*Source passage*:
╔══
# Pearl



## Aonir (Aug 18, 2003)

I am having a very bad week...

Last week, Blackie died... Yesterday, my grandpas dog Foxy (which I grew up with) died.. and today.. Pearl/tiger died..!

Why is this happening to ME?! Why why why! I'm very very depressed... Pearl was supposed to get a mommy-cat today.. but it was to late.. Blackie died right before his vet appointment... Do they do this to me on purpose?


----------



## Audrey (Aug 18, 2003)

Oh Aonir, i'm so sorry to hear that the tigerkitty ' pearl' has died also  ...and u did such a great job!! And sorry for Foxy too! 
It was just not meant to be for those 2 little kittens...but maybe they're better off like this, now they're together..again.

U just hang in there, things will be better, maybe sooner as u think!!


----------



## lexxie109 (Jan 20, 2003)
╚══
*Actions to take*:
1 – Rewrite the paragraph in the forum thread about Pearl that begins "Why is this happening to ME?!" as a short bulleted list that keeps its main facts.
2 – Continue the forum thread about Pearl, starting right after its last line.

*Listed records*:
╔══
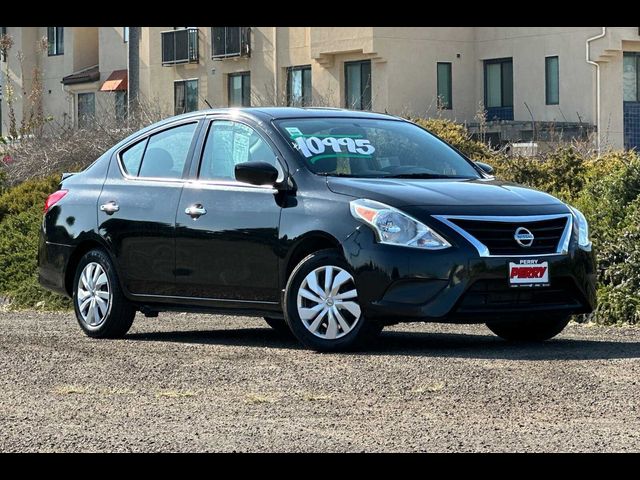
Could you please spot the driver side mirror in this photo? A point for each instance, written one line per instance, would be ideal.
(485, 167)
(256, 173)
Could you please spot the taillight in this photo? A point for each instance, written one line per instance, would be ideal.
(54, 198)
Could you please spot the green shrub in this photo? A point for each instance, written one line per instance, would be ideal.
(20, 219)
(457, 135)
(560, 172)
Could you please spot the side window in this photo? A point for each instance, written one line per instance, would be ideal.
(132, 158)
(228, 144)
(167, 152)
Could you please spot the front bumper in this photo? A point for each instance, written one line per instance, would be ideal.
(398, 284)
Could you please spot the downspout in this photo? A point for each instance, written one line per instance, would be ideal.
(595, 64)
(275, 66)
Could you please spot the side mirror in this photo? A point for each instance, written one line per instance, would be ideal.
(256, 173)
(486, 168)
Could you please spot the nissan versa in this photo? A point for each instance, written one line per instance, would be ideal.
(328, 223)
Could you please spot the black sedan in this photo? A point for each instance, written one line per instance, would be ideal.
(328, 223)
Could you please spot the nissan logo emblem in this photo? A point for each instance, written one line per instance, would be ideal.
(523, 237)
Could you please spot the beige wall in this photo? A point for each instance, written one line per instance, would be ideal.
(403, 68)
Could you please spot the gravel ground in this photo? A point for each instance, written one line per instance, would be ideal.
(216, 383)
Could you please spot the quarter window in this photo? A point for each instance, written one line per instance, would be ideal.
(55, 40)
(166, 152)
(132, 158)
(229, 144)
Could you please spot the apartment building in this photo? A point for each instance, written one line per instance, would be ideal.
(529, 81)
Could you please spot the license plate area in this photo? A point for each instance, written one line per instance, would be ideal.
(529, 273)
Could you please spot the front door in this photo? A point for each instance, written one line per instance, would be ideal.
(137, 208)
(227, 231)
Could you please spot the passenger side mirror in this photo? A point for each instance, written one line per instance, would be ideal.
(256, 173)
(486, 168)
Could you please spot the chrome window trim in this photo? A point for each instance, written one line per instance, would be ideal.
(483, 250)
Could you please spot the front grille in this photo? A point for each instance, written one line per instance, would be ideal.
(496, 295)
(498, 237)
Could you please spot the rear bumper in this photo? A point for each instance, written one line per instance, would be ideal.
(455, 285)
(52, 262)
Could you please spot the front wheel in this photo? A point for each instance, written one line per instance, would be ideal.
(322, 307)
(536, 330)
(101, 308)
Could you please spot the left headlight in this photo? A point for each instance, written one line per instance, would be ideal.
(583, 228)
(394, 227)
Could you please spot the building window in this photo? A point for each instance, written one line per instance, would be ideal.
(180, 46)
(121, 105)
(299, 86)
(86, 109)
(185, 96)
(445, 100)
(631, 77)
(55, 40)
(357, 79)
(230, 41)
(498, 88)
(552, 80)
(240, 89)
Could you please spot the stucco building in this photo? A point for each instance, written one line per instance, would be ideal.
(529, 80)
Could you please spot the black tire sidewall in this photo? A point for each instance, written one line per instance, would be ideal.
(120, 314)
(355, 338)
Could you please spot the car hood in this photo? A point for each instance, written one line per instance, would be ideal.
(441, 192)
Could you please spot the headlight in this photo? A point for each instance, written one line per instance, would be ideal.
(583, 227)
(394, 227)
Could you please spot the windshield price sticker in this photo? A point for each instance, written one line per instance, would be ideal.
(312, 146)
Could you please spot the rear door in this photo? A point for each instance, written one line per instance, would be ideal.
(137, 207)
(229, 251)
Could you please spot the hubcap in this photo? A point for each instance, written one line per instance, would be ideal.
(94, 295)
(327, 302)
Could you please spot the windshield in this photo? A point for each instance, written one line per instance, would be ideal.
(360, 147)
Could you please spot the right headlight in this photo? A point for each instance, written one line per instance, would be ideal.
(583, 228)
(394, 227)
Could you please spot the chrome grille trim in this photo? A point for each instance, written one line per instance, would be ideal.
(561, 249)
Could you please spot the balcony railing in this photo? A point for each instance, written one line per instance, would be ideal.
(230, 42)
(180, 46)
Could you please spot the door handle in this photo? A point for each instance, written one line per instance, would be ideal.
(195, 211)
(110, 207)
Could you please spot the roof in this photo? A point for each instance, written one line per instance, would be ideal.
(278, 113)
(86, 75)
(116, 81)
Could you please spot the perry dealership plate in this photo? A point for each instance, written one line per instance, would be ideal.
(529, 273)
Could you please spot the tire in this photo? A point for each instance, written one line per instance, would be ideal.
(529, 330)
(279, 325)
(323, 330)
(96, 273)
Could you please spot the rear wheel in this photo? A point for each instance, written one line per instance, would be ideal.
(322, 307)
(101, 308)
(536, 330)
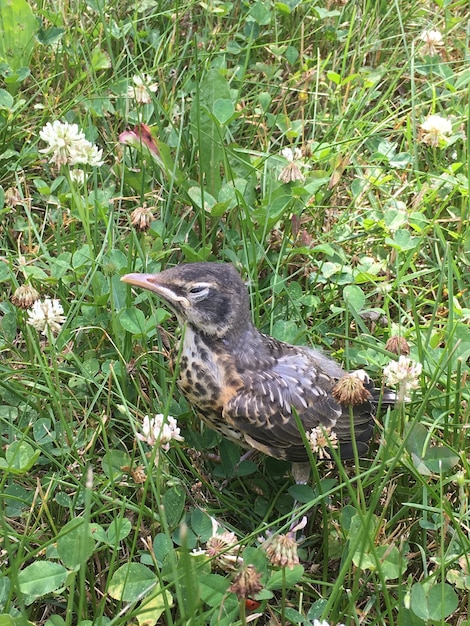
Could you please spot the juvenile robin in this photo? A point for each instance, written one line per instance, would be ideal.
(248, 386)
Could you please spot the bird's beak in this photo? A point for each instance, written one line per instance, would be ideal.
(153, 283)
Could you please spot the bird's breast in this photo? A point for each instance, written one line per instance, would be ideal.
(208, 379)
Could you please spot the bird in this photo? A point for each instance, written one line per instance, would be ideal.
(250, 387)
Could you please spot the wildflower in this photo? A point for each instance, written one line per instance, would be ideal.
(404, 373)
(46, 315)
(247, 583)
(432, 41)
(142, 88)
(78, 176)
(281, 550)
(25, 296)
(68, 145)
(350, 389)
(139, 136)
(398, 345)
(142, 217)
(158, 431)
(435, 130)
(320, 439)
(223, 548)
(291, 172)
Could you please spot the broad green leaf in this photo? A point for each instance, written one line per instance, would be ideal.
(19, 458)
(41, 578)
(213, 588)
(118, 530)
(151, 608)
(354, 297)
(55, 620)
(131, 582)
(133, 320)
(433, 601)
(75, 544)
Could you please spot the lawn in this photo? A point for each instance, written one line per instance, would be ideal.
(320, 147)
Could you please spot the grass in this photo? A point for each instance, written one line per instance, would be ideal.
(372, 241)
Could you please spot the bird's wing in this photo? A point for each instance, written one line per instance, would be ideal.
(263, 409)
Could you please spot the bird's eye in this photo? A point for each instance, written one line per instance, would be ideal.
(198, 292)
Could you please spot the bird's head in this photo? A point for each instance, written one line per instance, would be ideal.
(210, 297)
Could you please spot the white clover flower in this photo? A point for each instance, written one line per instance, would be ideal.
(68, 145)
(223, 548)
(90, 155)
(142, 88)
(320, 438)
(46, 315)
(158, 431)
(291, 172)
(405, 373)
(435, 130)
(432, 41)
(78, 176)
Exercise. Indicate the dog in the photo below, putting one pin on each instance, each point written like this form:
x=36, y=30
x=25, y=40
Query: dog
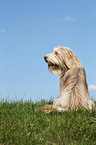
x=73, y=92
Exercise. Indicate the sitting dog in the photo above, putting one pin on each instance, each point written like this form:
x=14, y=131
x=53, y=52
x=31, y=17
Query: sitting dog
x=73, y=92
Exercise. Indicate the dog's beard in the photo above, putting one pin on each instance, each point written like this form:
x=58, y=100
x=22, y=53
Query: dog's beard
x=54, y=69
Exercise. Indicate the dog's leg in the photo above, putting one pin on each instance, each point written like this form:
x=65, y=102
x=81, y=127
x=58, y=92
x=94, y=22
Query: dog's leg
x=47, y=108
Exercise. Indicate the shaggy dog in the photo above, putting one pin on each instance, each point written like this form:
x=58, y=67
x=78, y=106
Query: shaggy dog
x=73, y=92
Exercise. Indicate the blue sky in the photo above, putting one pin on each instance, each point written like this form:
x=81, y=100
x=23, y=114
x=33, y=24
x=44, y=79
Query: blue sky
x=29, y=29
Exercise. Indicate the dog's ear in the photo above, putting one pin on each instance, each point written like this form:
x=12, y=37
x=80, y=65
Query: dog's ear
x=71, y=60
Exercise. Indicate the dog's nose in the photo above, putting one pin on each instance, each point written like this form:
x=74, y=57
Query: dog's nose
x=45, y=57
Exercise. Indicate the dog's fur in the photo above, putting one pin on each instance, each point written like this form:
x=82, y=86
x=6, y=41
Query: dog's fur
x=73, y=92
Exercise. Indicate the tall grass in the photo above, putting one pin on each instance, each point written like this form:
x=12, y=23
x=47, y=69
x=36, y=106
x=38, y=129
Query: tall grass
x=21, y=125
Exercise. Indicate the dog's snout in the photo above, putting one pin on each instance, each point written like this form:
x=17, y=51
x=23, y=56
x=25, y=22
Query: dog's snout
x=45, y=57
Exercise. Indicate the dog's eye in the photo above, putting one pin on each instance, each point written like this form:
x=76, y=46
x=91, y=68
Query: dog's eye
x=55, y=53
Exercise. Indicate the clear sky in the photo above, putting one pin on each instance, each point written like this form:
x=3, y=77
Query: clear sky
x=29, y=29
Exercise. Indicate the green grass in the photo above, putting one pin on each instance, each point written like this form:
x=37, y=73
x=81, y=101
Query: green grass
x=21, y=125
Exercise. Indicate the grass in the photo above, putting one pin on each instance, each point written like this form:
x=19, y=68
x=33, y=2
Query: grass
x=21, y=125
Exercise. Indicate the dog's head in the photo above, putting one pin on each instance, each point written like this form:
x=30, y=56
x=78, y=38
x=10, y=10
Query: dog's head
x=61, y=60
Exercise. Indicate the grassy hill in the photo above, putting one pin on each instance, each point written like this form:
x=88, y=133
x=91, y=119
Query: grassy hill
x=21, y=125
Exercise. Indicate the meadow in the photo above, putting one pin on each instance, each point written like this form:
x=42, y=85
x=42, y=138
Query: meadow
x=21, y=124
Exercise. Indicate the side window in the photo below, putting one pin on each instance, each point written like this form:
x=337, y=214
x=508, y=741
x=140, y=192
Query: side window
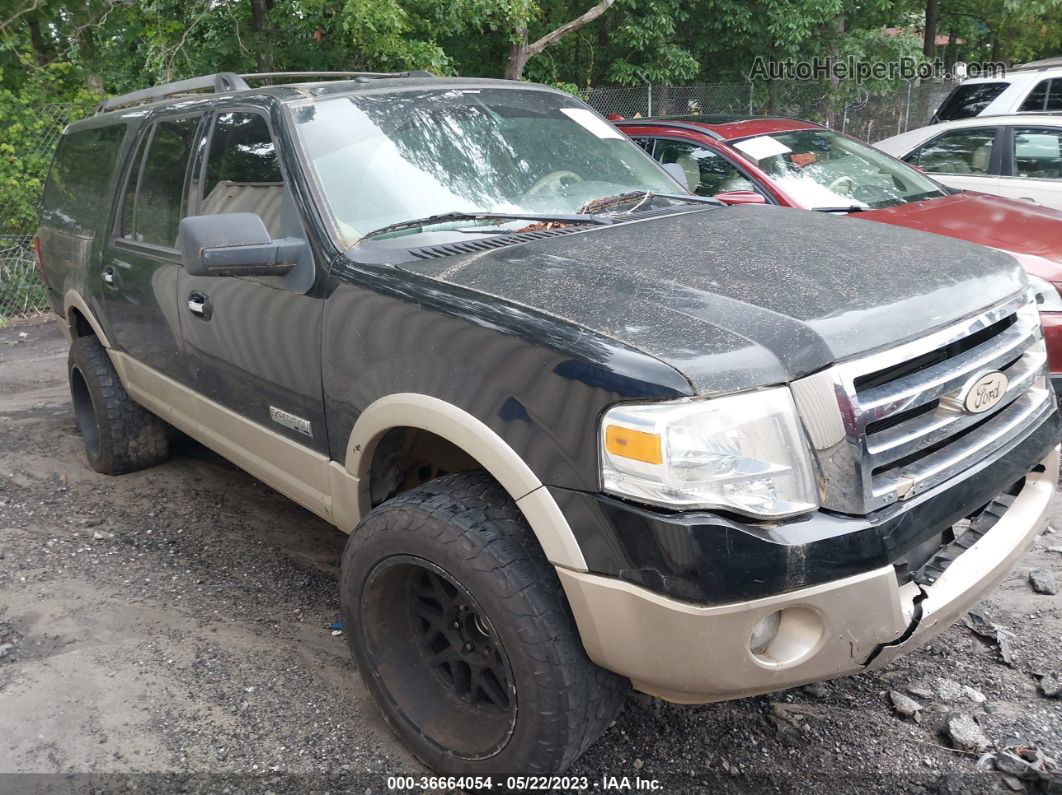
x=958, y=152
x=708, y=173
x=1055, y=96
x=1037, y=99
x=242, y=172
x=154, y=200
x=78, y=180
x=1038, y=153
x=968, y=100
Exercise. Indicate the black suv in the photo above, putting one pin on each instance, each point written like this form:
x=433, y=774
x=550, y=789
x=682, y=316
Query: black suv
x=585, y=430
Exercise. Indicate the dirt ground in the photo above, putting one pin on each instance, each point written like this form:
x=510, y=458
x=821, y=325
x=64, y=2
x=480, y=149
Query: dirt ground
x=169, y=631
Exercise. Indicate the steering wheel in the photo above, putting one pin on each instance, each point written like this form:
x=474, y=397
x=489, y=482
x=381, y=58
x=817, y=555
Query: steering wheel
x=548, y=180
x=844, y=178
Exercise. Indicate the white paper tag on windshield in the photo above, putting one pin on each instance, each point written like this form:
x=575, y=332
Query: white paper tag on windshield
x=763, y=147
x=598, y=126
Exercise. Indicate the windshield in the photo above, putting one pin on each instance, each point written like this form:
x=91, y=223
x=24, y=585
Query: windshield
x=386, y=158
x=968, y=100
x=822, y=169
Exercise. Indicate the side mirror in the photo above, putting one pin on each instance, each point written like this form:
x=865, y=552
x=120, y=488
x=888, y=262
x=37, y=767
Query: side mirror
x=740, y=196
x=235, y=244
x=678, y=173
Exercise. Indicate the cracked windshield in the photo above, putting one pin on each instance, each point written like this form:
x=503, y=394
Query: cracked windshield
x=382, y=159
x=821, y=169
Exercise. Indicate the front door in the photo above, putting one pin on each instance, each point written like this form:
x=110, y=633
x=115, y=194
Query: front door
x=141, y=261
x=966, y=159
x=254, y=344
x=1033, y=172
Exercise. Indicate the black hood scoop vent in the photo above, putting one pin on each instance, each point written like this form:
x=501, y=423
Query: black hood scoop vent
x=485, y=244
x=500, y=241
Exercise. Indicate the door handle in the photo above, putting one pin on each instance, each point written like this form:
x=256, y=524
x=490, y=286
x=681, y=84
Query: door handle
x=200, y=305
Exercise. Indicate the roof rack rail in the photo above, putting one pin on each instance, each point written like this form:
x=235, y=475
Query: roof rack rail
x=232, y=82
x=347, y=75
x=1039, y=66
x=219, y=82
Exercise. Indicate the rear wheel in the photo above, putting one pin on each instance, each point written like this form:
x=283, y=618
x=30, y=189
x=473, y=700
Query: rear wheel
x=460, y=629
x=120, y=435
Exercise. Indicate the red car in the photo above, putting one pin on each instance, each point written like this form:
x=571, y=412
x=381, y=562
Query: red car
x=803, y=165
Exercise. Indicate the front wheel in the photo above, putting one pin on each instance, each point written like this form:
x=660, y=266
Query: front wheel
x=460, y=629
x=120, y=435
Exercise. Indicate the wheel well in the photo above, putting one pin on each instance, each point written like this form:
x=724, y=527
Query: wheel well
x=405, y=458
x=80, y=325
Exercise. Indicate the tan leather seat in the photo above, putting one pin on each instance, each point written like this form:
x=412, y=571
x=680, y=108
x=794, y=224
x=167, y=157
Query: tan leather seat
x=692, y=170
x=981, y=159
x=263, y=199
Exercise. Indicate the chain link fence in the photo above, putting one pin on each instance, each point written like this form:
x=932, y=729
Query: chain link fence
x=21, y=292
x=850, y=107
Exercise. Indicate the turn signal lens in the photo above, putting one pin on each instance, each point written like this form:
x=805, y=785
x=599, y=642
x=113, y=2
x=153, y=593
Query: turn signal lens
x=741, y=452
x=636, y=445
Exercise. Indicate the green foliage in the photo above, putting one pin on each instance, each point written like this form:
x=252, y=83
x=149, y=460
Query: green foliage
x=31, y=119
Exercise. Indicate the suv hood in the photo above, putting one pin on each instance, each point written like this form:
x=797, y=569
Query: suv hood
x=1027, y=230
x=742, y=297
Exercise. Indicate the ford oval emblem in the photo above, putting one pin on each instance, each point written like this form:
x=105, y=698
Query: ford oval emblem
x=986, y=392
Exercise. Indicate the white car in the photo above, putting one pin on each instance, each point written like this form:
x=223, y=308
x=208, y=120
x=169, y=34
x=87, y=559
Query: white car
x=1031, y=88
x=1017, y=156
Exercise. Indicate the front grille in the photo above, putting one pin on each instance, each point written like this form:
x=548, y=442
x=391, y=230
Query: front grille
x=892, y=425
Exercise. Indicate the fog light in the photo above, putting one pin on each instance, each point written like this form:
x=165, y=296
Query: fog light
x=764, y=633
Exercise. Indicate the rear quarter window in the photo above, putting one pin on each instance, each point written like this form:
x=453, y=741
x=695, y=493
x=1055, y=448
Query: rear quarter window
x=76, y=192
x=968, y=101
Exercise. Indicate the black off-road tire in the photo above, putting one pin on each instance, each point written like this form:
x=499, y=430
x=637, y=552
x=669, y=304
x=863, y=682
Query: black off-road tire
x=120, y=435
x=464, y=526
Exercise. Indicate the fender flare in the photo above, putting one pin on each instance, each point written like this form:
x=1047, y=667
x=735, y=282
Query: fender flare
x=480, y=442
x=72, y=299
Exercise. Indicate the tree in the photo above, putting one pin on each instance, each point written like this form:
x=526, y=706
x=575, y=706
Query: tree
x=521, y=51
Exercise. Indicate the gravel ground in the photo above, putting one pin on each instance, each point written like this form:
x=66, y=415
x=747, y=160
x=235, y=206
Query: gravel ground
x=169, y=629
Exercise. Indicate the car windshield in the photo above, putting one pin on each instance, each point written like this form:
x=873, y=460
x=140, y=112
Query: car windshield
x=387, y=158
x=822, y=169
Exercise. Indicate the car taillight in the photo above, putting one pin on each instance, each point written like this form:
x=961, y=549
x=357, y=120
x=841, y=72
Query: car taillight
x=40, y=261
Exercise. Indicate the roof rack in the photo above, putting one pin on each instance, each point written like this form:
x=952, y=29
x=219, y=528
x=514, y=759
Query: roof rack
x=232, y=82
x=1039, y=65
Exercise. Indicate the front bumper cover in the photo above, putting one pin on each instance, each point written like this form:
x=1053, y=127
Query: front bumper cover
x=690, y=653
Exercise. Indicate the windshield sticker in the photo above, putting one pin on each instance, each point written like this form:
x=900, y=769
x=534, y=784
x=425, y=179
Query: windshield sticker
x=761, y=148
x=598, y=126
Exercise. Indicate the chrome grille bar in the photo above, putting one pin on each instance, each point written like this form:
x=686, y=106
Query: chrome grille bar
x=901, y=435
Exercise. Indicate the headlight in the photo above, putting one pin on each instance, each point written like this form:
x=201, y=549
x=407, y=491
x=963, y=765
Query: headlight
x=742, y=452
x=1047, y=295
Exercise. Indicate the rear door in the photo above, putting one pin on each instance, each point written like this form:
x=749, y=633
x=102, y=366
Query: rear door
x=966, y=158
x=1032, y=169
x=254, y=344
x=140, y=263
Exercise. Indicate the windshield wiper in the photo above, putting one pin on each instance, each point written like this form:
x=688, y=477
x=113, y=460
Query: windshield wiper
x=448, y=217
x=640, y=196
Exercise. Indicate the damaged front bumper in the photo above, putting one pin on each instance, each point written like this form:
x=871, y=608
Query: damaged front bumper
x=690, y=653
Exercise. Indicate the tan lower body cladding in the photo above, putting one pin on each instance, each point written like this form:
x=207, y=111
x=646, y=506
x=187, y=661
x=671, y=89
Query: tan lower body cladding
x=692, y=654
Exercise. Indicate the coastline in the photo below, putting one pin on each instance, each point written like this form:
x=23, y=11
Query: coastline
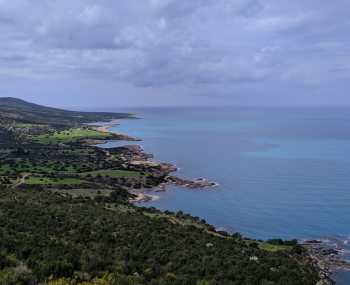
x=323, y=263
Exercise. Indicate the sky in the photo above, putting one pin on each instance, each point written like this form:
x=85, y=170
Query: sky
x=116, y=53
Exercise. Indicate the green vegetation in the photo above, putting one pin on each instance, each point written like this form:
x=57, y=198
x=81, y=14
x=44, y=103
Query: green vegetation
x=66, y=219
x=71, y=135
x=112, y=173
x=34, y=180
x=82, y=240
╚══
*In response*:
1 –
- The writer is very depressed and keeps asking why this is happening to them.
- Pearl was supposed to get a mother cat today, but it was too late.
- Blackie died right before his vet appointment.
- The writer wonders if the animals do this on purpose.

2 –
Oh Aonir, I'm very sorry. These things just happen and it wasn't your or anybody else’s fault. I know it's hard, but those kittens you cared for had it great while they were alive. I've been through times like these before and I understand how you must feel. Keep your head up and remember that you tried your best. I'm so so sorry.


----------



## Majicou (Jun 7, 2003)

I'm very sorry.    
It was so good of you to take on the kittens and care for them. I'm sure they would have been very grateful for all that you did for them.


----------



## Ariel (Aug 27, 2003)

oh Aonir!!!!  That's so terrible that those precious kittens are dying!!!  I'm so sorry!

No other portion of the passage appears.